■ **Problem to solve**
Reproduce every one of the entries below word for word, leaving out the picture.

== Records for processing ==

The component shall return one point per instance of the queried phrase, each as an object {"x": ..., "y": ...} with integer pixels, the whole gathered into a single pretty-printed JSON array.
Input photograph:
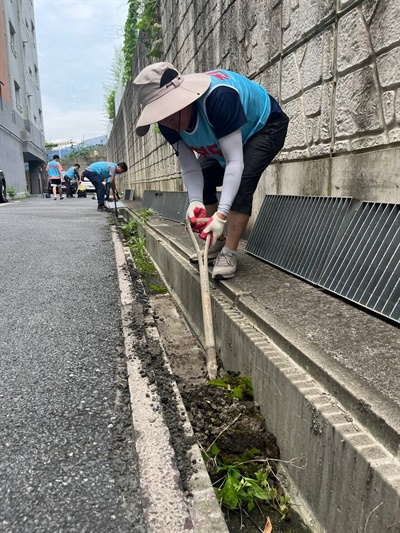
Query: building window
[
  {"x": 12, "y": 40},
  {"x": 33, "y": 32},
  {"x": 1, "y": 95},
  {"x": 17, "y": 90}
]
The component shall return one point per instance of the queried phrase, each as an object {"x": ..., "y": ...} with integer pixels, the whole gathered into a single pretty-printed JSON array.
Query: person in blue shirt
[
  {"x": 234, "y": 126},
  {"x": 54, "y": 170},
  {"x": 71, "y": 174},
  {"x": 101, "y": 171}
]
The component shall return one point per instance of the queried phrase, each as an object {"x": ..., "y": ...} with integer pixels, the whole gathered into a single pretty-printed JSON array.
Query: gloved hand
[
  {"x": 196, "y": 210},
  {"x": 215, "y": 226}
]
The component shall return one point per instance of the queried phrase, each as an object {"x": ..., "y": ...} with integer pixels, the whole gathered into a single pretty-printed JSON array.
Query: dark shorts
[{"x": 258, "y": 153}]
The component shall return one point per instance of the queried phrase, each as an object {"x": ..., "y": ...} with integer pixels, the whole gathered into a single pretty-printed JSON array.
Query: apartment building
[{"x": 22, "y": 152}]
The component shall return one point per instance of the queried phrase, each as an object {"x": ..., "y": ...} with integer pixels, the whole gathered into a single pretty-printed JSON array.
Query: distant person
[
  {"x": 71, "y": 174},
  {"x": 101, "y": 171},
  {"x": 54, "y": 170}
]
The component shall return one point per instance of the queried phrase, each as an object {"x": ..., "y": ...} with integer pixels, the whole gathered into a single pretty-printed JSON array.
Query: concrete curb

===

■ **Answer to the task**
The component shall return one point per instance of the queried phrase, each as an object {"x": ..., "y": ...} with integer pixels, the whole gathered into a single pretty-printed JSON array.
Input photograph:
Query: building window
[
  {"x": 12, "y": 40},
  {"x": 33, "y": 32},
  {"x": 1, "y": 95},
  {"x": 17, "y": 90}
]
The component shall return one point per instance of the queried phrase, each as an object {"x": ..., "y": ...} with integer pixels, the whole gathered into a single pretty-printed JSON array.
Query: person in blue shirt
[
  {"x": 234, "y": 126},
  {"x": 54, "y": 170},
  {"x": 71, "y": 174},
  {"x": 101, "y": 171}
]
The component shall return one point per instance of the queried phrase, each as an object {"x": ..., "y": ...} with integer pixels, the whole gathered into a single pretty-printed JSON array.
Query: gloved hand
[
  {"x": 196, "y": 210},
  {"x": 215, "y": 226}
]
The component shall return one point per instance of the queried phrase, each as an object {"x": ..., "y": ...} with integer pixels, the whole gathered into a single pretty-printed JSON array.
Query: dark shorts
[{"x": 258, "y": 153}]
The component shall return one point per instance of the queried phrase, each as an object {"x": ..., "y": ...} with integer pixels, the whole gathered into a single pretty-printed JSON array.
Query: apartment building
[{"x": 22, "y": 152}]
The component shall return one point per instance of the queried phrase, each as an object {"x": ..., "y": ...} with integer pixels, the whole gathered into a single pretty-printed JSON array.
Query: distant person
[
  {"x": 71, "y": 174},
  {"x": 101, "y": 171},
  {"x": 54, "y": 170}
]
The component shall return one point per instance of the queried phrase, each as an object {"x": ..., "y": ...} with integer pixels, the whole gathered into a single pretty-printed JSON array.
Query: concrete curb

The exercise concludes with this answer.